Begin Given records

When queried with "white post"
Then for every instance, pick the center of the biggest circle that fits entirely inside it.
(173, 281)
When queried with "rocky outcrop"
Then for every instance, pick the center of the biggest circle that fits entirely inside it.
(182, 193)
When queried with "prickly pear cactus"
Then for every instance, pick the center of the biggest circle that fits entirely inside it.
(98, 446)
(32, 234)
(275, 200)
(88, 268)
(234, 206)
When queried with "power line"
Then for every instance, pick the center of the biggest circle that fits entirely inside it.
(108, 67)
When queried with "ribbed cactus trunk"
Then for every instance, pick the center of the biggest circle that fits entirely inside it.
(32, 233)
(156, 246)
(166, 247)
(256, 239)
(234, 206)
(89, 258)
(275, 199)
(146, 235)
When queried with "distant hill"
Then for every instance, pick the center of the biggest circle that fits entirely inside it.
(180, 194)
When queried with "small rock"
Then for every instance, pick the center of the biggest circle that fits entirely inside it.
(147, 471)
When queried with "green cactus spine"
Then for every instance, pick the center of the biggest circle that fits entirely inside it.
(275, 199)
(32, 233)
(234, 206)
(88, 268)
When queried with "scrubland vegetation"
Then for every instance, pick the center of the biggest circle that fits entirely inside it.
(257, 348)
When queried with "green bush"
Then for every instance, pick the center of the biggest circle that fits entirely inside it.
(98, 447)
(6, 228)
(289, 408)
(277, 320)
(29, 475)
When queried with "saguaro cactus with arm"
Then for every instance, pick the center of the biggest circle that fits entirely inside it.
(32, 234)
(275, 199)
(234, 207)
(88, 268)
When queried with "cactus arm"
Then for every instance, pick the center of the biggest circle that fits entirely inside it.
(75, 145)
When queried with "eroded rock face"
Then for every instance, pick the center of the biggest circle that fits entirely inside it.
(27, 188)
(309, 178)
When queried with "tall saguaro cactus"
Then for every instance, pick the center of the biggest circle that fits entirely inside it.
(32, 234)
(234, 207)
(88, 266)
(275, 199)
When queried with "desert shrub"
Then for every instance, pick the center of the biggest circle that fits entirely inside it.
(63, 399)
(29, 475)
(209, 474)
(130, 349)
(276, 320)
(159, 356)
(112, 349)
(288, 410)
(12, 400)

End Given records

• **Aim of the exercise**
Output the lines above verbatim and in full.

• **Answer to the exercise**
When queried with "white post"
Then for every instance, pick the center of the biggest circle that fits entirely inside it.
(173, 281)
When queried with "rocky outcrop"
Then for every instance, pick the center of the biggest circle that fits entirely inside it.
(182, 193)
When queried with "prickly pear cactus"
Then for every instance, pick the center of the biggest circle that fits entirely inside it.
(98, 446)
(32, 234)
(275, 200)
(88, 268)
(234, 206)
When queried with "power line"
Then for every instance, pick the center of the biggest circle that fits entirely inside it.
(108, 67)
When queried with "ribbed cactus trunk"
Then for every instance, pick the center of the biggest circle that fits entirely inside it.
(32, 233)
(156, 246)
(166, 247)
(256, 239)
(234, 206)
(89, 258)
(275, 199)
(146, 235)
When queried with "distant hill"
Then for every instance, pick the center of the biggest circle that fits entirely inside it.
(180, 194)
When queried with "small rock"
Then for every instance, pick the center of the biggest circle that fits entirely inside it.
(147, 471)
When queried with "green cactus spine"
Then for every instance, pick the center of the biggest circle that fits entirely inside it.
(275, 199)
(32, 233)
(234, 206)
(88, 268)
When queried with "scrubland vegetation"
Then for every instance, pick the center of the biggest circle that fits entirely inside it.
(257, 348)
When queried with "green bush"
Then for every instance, pick the center of the biggest circle that fits entirely inside it.
(98, 447)
(6, 228)
(289, 408)
(277, 320)
(29, 475)
When queried with "saguaro cactus with arm"
Then for every instance, pick the center of the biggest circle that fits entirely inside it.
(32, 234)
(275, 199)
(234, 207)
(88, 268)
When queried with "cactus arm"
Then for every instance, pick the center of the biggest circle that fits entirely inside it.
(75, 145)
When queried with "eroded rock face"
Then for every instance, pick the center of the biggest circle that fits entirely inside it.
(27, 188)
(309, 178)
When queried with "tall saguaro cactus"
Then for every instance, pick the center of the biggest circle that fits entirely inside it.
(32, 234)
(234, 207)
(88, 266)
(275, 199)
When queried with "desert shrub"
Then for every instance, pick the center of the biggest circle that fits entirely inside it.
(63, 399)
(29, 475)
(209, 474)
(130, 349)
(276, 320)
(159, 356)
(112, 349)
(288, 410)
(12, 400)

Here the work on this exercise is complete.